Take Stonehenge, for example. The irony, of course, is that in the festival years only a few hundred committed people made their way to the stones from the field across the A344 for druidic rites and nakedness and worship of the stones and the solstice, whereas, since the Law Lords ruled in 1999 that the exclusion zone around Stonehenge was illegal, and English Heritage was required to open it up via Managed Open Access, the temple itself has now become a one-night party site that, in many ways, is an open-air rave, albeit without music, for the youth of Wiltshire and the surrounding counties. Or, looked at another way, the solstice at Stonehenge has become just another spectacle in our “100 things you must see before you die” culture, in which empty spectacles masquerading as something deep and essential — and which also generally involve endlessly forking out money for tickets, for merchandise, for parking, for catering — define so much of what passes for an actual culture.

──────────

▸ **ACTIVITIES**
a – In the Stonehenge passage, what did the Law Lords rule in 1999?
b – How would you sum up the Stonehenge passage in two sentences?
c – Resume the Stonehenge passage, picking up after its final sentence.

(Records excerpted from a collection)

──────────

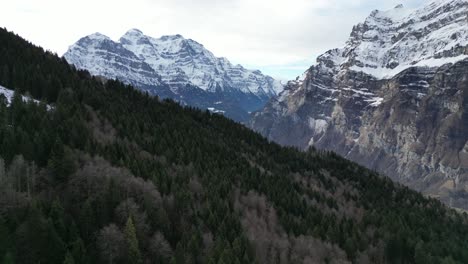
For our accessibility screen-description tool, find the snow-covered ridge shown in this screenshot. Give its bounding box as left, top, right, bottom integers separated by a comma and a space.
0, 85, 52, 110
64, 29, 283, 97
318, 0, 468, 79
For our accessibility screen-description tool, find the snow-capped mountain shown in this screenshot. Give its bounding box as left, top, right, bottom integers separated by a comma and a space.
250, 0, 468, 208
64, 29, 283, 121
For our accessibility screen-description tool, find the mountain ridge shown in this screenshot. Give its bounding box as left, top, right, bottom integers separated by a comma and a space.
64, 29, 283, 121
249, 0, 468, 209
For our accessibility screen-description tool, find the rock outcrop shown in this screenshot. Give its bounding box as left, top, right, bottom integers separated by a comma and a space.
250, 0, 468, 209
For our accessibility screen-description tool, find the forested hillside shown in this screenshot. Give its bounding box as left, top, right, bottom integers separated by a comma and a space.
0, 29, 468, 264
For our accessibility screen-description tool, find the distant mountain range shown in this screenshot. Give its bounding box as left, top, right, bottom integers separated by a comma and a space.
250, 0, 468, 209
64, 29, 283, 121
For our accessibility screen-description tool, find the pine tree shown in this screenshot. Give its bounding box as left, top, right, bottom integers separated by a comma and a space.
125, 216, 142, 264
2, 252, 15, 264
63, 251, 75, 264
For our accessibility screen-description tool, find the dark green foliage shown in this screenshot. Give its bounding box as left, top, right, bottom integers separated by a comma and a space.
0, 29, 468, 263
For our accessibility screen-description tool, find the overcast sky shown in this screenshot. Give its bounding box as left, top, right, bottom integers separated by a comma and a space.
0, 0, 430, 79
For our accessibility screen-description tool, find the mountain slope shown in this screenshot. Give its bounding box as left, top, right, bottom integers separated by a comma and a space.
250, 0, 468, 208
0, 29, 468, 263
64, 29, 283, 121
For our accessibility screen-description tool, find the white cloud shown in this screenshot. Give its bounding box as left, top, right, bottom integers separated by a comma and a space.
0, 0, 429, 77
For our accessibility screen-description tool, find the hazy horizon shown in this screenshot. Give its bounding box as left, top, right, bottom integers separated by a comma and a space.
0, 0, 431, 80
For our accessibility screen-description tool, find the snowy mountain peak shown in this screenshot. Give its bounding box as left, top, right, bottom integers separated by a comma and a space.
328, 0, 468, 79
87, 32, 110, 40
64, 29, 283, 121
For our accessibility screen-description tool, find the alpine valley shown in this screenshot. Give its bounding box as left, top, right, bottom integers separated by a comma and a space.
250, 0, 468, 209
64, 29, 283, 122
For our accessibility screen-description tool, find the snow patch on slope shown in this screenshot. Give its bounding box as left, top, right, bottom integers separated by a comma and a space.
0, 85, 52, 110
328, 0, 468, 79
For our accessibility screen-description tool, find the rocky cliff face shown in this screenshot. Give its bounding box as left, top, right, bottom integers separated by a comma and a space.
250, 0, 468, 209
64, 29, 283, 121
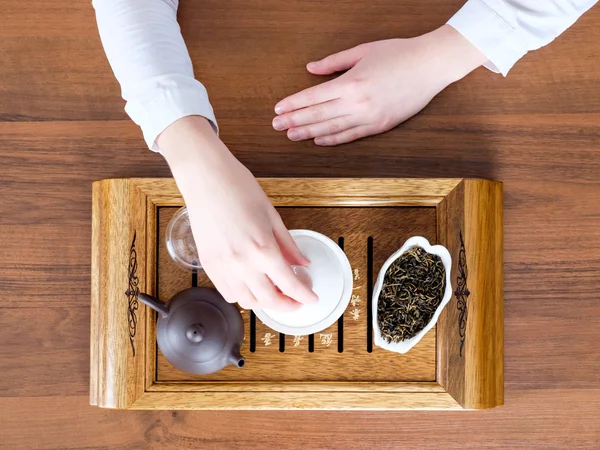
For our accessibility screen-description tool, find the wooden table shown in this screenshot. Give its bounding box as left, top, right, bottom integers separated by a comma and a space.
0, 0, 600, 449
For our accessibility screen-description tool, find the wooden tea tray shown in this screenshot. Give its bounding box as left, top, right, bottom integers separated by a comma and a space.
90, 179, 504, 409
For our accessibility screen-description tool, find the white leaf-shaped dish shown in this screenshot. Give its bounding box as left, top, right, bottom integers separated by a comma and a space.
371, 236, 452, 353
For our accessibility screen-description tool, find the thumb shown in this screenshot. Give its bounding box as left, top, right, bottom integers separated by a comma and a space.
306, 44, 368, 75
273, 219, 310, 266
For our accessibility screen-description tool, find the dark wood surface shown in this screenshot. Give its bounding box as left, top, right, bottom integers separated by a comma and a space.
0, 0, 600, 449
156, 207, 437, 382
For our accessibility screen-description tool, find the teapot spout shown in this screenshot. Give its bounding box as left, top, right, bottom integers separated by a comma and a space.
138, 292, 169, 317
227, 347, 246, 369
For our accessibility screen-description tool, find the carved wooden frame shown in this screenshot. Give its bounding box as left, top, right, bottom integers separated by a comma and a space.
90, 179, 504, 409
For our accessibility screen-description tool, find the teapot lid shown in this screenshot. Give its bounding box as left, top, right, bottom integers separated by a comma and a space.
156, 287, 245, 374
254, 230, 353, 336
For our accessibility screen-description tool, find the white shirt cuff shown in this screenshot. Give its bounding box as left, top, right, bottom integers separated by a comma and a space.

──────────

▸ **ANSWERS FOR THIS EXERCISE**
a – They ruled that the exclusion zone around Stonehenge was illegal.

b – During the festival years only a few hundred committed people went to the stones for rites and solstice worship. Since the 1999 ruling forced English Heritage to open the site through Managed Open Access, the solstice there has become a one-night, music-free open-air party for local youth and another empty, costly spectacle in a "100 things you must see before you die" culture.

c –
It also disappoints me that the pagan year that so many of us seized upon in our youth — in which the solstice, the equinoxes and the quarter days (at the start of February, May, August and November) seemed to provide a genuine alternative to the commercial corporate year — has also become debased by the commodifying culture that monetises everything, and tries to infantilise people into being mere consumers.
I also can’t help wondering if, in general, most of the types of paganism taking place today are anything more than a form of Cosplay, sadly reflecting, yet again, how almost everything in modern society had been commodified and de-politicised. More darkly, I also worry whether, as the kind of class consciousness that very much existed in the free festival years has been hunted down, and replaced with something troublingly selfish and atomised, the very notion of a pagan Englishness, originally conceived as an effort to be in touch with the land beneath our feet and the changing seasons, and a counter-cultural statement, is now more likely to be infected with nationalism, racism, xenophobia and the malignancy of Brexit isolationism.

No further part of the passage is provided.